EXERCISE PASSAGE Start Marker
Question

Next program is going to inverse a matrix on GF(2^8)(addition is similar to XOR,multiplication applys table loop-up method) using Gauss-Jordan elimination on NVIDIA GeForce 310 GPU,CUDA v4.2.

typedef unsigned char BYTE;
#define BLOCK_SIZE 16

// addition
__inline __device__ BYTE  
add_GF(BYTE a,BYTE b)
{
    return a^b;
}

// subtraction
__inline __device__ BYTE  
sub_GF(BYTE a,BYTE b)   
{
    return a^b;
}

// multiplication
__inline __device__ BYTE  
mul_GF(BYTE a,BYTE b,BYTE *d_numOf, BYTE *d_indexOf )    
{
    if(a==0 || b == 0) return 0;
    return d_numOf[(d_indexOf[a] + d_indexOf[b])%255];

}

// divison
__inline __device__ BYTE
div_GF(BYTE a,BYTE b, BYTE *d_numOf,BYTE *d_indexOf, BYTE *d_inv)
{
    if(b == 0) return 0;
    return mul_GF(a,d_inv[b],d_numOf,d_indexOf);
}

// swap two line
__global__ void
LineSwap(BYTE *M, int *n,int *a, int *b)
EXERCISE PASSAGE End Marker
DATA BELOW Start Marker
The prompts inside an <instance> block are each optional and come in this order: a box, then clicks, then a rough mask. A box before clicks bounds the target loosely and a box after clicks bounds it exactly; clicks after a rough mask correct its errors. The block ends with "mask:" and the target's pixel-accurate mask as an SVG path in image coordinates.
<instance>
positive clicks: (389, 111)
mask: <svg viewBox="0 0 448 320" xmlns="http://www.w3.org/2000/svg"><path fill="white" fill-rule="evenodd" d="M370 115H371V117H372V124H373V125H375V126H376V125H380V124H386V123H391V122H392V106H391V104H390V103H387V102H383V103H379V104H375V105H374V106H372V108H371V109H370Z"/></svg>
DATA BELOW End Marker
→ **TASK LIST**
(1) Reproduce the stretch of the CUDA matrix-inversion question from "Next program is" through "add_GF(BYTE a,BYTE b)".
(2) Answer these questions using the CUDA matrix-inversion question:
(a) What value is BLOCK_SIZE defined as?
(b) On which GPU is the program meant to run?
(c) What does mul_GF return when either of its first two arguments is zero?
(3) Write the next part of the CUDA matrix-inversion question, starting right after its final line.

→ **ANSWERS FOR THE EXERCISE**
(1)
Next program is going to inverse a matrix on GF(2^8)(addition is similar to XOR,multiplication applys table loop-up method) using Gauss-Jordan elimination on NVIDIA GeForce 310 GPU,CUDA v4.2.

typedef unsigned char BYTE;
#define BLOCK_SIZE 16

// addition
__inline __device__ BYTE  
add_GF(BYTE a,BYTE b)

(2)
(a) 16
(b) An NVIDIA GeForce 310
(c) 0

(3)
{
    BYTE temp;
    const unsigned int tid = blockIdx.x*blockDim.x+threadIdx.x;

    temp = M[(*a)*(*n+*n)+tid];
    M[*a*(*n+*n)+tid] = M[(*b)*(*n+*n)+tid];
    M[*b*(*n+*n)+tid] = temp;

}

// multiply a line by a factor
__global__ void
LineMul(BYTE *M, int *n,int *a, BYTE *d_numOf, BYTE *d_indexOf, BYTE *d_inv)
{
    BYTE k =  div_GF(128, M[*a*(*n+*n)+*a], d_numOf, d_indexOf, d_inv);
    const unsigned int tid = blockIdx.x*blockDim.x+threadIdx.x;

    M[*a*(*n+*n)+tid] = mul_GF( k , M[*a*(*n+*n)+tid], d_numOf, d_indexOf );
}

// multiply a line by a factor then subtract another line
__global__ void
LineMulSub(BYTE *M, int *n,int *a, BYTE *k, int *b, BYTE *d_numOf, BYTE *d_indexOf)
{
    const unsigned int tid = blockIdx.x*blockDim.x+threadIdx.x;

    M[*b*(*n+*n)+tid] = sub_GF( M[*b*(*n+*n)+tid] , mul_GF(*k ,M[*a*(*n+*n)+tid], d_numOf, d_indexOf));
}

// compute the inverse matrix 
bool InvMatGF(BYTE* h_A, BYTE* &h_Inv, int n)
{
    //h_M[n*(n+n)] is a augmented matrix.
    BYTE *h_M = new BYTE [n*(n+n)];
    for(int i=0; i < n*(n+n); i++)
    {
        h_M[i] = 0;
    }

    for( int i=0; i<n; i++ )
    {
        for( int j=0; j<n; j++ )
        {
            h_M[i*(n+n)+j] = h_A[i*n+j];
            h_M[i*(n+n)+(n+j)] = 0;
        }
    }

    for( int i=0; i<n; i++ )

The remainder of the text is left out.